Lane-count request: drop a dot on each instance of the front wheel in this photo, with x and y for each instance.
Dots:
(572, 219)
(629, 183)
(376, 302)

──────

**练习说明**:
把上述条目中的“front wheel”换成“rear wheel”，其他内容一律不动，重新写出所有条目。

**任务结果**:
Lane-count request: drop a dot on each instance of the rear wheel in this photo, with x and y for each instance.
Dots:
(572, 219)
(629, 183)
(376, 302)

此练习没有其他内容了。